EXTRACTO DEL DOCUMENTO
========================================================================

De vez en cuando me gusta echar un vistazo a la sección de Bienes Raíces que viene en la edición dominical del periódico. Siempre me quedo impresionado por el increíble lujo que tienen estas casas. Los accesorios y comodidades con las que se están construyendo –algunas de ellas en mi propio vecindario– harían que cualquier rey medieval sintiera envidia.
Sin embargo, sé que ninguna casa es perfecta porque los dueños están muy lejos de la perfección. No podemos creer que una casa perfecta nos alcanzará una vida perfecta. La Biblia nos ofrece una versión de la casa perfecta. El Salmo 27 capta muy bien la plegaria tan profunda que hace el rey David: “Una cosa pido al Señor; esto es lo único que busco: vivir en la casa del Señor todos los días de mi vida”. Vivir en la casa del Señor, ¿cómo sería eso?

========================================================================

REGISTROS PROPORCIONADOS
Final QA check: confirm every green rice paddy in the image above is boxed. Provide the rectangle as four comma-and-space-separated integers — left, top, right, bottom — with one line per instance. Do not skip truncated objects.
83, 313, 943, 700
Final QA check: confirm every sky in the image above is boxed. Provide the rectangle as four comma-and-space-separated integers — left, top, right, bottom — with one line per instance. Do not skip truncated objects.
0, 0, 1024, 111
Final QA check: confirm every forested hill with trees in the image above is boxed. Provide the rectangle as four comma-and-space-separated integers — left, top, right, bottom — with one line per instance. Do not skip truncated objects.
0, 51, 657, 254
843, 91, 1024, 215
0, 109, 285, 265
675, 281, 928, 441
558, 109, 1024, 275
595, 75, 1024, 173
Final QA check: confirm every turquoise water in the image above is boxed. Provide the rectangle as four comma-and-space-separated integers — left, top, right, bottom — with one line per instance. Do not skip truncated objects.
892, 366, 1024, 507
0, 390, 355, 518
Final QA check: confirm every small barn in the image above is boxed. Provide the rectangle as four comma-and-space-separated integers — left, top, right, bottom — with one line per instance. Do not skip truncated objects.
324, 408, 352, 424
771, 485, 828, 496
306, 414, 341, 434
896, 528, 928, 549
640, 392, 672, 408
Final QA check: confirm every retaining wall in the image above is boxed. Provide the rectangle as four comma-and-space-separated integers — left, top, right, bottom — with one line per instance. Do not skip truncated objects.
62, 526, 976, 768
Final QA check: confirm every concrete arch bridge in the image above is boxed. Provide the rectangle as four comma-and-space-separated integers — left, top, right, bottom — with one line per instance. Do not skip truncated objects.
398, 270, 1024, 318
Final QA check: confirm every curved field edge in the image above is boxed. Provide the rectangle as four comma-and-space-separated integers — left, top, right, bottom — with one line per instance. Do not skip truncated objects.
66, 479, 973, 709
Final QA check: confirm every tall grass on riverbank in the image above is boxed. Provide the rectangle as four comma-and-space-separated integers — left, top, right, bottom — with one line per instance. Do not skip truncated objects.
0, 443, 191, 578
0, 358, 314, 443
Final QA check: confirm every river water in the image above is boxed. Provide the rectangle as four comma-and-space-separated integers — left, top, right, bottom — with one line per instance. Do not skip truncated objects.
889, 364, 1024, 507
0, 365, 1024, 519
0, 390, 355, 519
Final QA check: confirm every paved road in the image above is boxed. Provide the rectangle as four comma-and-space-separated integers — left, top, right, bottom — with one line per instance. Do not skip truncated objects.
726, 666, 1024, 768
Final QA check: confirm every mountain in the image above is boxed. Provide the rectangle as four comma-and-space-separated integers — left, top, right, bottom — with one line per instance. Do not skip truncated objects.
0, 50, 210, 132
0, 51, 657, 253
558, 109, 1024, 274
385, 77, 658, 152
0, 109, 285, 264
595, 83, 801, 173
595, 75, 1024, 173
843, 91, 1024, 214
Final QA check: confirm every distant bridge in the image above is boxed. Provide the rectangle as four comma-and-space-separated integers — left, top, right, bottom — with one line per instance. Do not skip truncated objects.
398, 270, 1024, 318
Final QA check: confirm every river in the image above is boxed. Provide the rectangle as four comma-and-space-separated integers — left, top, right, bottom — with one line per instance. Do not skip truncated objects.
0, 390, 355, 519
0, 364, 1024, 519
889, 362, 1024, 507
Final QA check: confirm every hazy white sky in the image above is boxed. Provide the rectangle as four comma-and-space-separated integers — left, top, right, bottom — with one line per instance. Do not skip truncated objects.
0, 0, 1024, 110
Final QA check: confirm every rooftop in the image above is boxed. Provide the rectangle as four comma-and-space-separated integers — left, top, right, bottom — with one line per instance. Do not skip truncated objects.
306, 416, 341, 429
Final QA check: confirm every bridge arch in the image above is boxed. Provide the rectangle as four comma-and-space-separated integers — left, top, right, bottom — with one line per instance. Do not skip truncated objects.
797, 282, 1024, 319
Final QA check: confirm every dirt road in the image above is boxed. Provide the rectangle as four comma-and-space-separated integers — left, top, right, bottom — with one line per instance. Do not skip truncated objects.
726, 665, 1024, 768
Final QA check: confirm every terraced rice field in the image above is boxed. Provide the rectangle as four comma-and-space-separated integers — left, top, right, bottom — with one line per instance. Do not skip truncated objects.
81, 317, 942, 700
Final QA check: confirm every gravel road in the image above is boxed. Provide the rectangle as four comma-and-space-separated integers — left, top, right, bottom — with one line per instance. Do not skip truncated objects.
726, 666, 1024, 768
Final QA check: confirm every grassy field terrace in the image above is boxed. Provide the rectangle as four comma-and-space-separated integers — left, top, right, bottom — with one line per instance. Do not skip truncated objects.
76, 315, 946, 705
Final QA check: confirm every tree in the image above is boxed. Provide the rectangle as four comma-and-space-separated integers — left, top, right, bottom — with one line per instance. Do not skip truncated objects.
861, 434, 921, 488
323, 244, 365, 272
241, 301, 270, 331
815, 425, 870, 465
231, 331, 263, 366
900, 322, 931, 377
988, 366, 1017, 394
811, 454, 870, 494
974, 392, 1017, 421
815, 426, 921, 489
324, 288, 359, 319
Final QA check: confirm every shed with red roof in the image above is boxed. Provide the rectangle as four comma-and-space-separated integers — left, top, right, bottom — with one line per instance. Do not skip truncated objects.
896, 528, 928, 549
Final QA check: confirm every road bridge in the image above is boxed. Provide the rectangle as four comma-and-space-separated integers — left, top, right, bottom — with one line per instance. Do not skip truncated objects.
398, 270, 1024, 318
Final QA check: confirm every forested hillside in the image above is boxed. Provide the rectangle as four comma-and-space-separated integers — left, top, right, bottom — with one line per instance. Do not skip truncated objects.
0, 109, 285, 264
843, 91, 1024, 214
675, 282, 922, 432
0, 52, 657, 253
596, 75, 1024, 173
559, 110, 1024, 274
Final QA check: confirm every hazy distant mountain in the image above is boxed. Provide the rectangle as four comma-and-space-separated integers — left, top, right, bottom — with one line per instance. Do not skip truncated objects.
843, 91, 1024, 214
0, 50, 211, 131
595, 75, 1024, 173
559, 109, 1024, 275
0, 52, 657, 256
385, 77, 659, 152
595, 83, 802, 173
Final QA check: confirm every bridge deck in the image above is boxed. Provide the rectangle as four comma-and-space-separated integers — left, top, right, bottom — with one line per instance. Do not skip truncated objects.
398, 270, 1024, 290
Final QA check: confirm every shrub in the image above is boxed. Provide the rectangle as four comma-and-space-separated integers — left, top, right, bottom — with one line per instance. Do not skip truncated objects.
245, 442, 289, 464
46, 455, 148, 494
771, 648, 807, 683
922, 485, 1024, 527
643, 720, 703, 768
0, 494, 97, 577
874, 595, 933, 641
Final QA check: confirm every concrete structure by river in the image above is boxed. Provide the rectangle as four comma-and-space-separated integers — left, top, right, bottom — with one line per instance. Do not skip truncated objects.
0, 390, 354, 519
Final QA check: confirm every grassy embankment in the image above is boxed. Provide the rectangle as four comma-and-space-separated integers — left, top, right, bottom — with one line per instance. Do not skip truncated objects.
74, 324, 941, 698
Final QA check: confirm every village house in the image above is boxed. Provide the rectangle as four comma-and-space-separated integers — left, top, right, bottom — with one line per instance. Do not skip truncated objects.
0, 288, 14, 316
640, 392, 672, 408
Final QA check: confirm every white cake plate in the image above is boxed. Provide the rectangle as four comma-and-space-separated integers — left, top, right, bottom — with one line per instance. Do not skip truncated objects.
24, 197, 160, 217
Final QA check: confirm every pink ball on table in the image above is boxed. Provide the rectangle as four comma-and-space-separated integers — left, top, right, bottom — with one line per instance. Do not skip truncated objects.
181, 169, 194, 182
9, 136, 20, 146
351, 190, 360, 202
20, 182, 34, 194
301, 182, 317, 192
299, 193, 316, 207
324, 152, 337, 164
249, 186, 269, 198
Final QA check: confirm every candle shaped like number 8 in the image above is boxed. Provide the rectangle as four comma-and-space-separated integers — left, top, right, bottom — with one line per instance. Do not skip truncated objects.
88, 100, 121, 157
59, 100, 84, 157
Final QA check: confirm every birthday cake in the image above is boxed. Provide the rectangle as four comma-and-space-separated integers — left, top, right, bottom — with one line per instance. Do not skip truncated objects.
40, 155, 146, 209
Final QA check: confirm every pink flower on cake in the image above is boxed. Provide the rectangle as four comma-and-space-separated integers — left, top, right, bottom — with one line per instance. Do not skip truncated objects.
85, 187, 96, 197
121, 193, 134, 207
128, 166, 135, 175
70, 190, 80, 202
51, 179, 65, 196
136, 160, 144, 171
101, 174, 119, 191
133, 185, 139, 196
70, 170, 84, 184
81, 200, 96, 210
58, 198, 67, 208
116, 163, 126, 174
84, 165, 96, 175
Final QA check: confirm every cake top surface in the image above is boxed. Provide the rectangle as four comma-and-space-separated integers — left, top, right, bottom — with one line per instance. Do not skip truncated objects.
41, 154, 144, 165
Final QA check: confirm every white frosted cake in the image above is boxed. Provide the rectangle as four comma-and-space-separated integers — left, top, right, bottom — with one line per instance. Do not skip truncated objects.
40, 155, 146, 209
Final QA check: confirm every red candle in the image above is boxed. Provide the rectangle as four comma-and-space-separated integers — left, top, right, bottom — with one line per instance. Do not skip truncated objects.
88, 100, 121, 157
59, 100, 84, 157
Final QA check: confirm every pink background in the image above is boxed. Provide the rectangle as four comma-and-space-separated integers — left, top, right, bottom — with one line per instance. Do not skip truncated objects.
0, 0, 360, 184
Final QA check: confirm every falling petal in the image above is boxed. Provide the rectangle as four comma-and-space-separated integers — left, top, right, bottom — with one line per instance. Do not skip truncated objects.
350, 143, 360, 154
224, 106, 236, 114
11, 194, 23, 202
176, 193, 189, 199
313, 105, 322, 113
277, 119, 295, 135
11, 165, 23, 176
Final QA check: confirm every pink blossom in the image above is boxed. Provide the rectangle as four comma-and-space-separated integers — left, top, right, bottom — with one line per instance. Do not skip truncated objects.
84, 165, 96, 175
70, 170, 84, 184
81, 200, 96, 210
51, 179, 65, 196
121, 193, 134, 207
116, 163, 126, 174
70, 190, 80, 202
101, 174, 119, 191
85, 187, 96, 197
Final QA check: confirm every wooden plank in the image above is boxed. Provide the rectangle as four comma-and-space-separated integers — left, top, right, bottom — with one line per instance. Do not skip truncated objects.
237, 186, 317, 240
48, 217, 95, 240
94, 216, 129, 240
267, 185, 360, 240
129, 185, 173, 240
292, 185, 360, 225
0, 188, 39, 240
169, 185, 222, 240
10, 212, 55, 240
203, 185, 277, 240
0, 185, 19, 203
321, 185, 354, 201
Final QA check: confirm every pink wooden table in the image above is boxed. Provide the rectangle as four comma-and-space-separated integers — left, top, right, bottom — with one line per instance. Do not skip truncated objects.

========================================================================

ENUNCIADO DE TAREA
Según el extracto del documento, ¿en qué salmo se recoge la plegaria del rey David que se cita?

TU SOLUCIÓN
En el Salmo 27.